## TASK STATEMENT:
Copy out all of the lines below, requests included, rescaling every bounding-box coordinate in the answers by a factor of 1.7 and rounding to whole numbers, with halves rounded up. Keep the numbers in the requests and their format samples as they are.

Lines of data

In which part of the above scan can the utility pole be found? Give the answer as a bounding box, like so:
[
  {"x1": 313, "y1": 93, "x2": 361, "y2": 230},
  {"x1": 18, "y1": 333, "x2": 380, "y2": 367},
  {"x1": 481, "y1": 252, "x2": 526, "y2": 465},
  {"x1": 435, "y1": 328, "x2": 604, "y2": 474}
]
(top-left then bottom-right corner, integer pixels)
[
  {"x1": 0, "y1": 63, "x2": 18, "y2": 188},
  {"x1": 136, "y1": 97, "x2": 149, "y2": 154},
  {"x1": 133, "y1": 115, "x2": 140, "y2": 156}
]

## RESPONSE FOR THIS EXERCISE:
In which part of the above scan can the utility pole be found? Give the answer as a bounding box, like so:
[
  {"x1": 313, "y1": 93, "x2": 361, "y2": 230},
  {"x1": 18, "y1": 333, "x2": 380, "y2": 367},
  {"x1": 481, "y1": 252, "x2": 526, "y2": 465},
  {"x1": 435, "y1": 328, "x2": 604, "y2": 474}
]
(top-left then bottom-right corner, integer pixels)
[
  {"x1": 0, "y1": 107, "x2": 31, "y2": 320},
  {"x1": 231, "y1": 165, "x2": 253, "y2": 262},
  {"x1": 226, "y1": 196, "x2": 238, "y2": 265}
]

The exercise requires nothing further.